Materials provided –
--------

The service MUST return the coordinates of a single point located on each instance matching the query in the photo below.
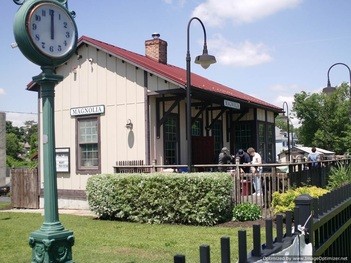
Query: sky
(269, 49)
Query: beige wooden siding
(106, 81)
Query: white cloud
(216, 12)
(180, 2)
(18, 119)
(239, 55)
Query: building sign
(62, 160)
(99, 109)
(232, 104)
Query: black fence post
(242, 246)
(269, 234)
(256, 252)
(288, 223)
(179, 259)
(205, 254)
(304, 203)
(279, 222)
(225, 249)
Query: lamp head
(329, 89)
(205, 60)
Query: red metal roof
(175, 74)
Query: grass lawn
(113, 241)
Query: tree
(325, 119)
(13, 146)
(16, 139)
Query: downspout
(147, 119)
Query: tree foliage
(325, 119)
(17, 138)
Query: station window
(88, 138)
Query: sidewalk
(61, 211)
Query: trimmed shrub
(339, 175)
(283, 202)
(246, 212)
(197, 199)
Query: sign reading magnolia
(232, 104)
(88, 110)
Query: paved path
(61, 211)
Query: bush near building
(194, 199)
(283, 202)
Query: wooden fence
(328, 229)
(25, 188)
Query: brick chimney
(156, 49)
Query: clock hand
(52, 24)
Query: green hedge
(196, 199)
(283, 202)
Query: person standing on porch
(313, 157)
(244, 158)
(224, 157)
(256, 159)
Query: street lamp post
(205, 60)
(329, 89)
(287, 122)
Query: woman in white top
(256, 159)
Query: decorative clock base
(51, 246)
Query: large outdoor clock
(45, 32)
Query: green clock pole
(51, 243)
(46, 34)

--------

Brief – In your copy, omit the pictures and restate every line of the data word for word.

Task output –
The service MUST return the coordinates of a single point located on each instance matching the query in the photo below.
Query: sky
(269, 49)
Query: beige wooden siding
(106, 81)
Query: white cloud
(216, 12)
(180, 2)
(18, 119)
(239, 55)
Query: building sign
(62, 160)
(99, 109)
(232, 104)
Query: black fence post
(242, 246)
(269, 234)
(256, 252)
(288, 223)
(179, 259)
(205, 254)
(304, 203)
(279, 222)
(225, 249)
Query: lamp head
(329, 89)
(205, 60)
Query: red metal roof
(175, 74)
Query: grass lawn
(113, 241)
Query: tree
(325, 119)
(13, 146)
(16, 139)
Query: downspout
(147, 119)
Query: tree foliage
(325, 119)
(17, 138)
Query: station window
(88, 138)
Query: sidewalk
(61, 211)
Query: trimmed shrub
(339, 175)
(283, 202)
(246, 212)
(197, 199)
Query: sign reading magnolia
(232, 104)
(88, 110)
Query: paved path
(61, 211)
Query: bush near building
(194, 199)
(283, 202)
Query: wooden fence
(328, 229)
(25, 188)
Query: brick chimney
(156, 49)
Query: clock hand
(52, 24)
Query: green hedge
(196, 199)
(283, 202)
Query: person standing on porch
(313, 157)
(244, 158)
(224, 157)
(256, 159)
Query: street lamp post
(205, 60)
(329, 89)
(287, 122)
Query: woman in white top
(256, 159)
Query: decorative clock base
(51, 246)
Query: large outdoor clock
(45, 32)
Query: green clock pole
(51, 243)
(46, 34)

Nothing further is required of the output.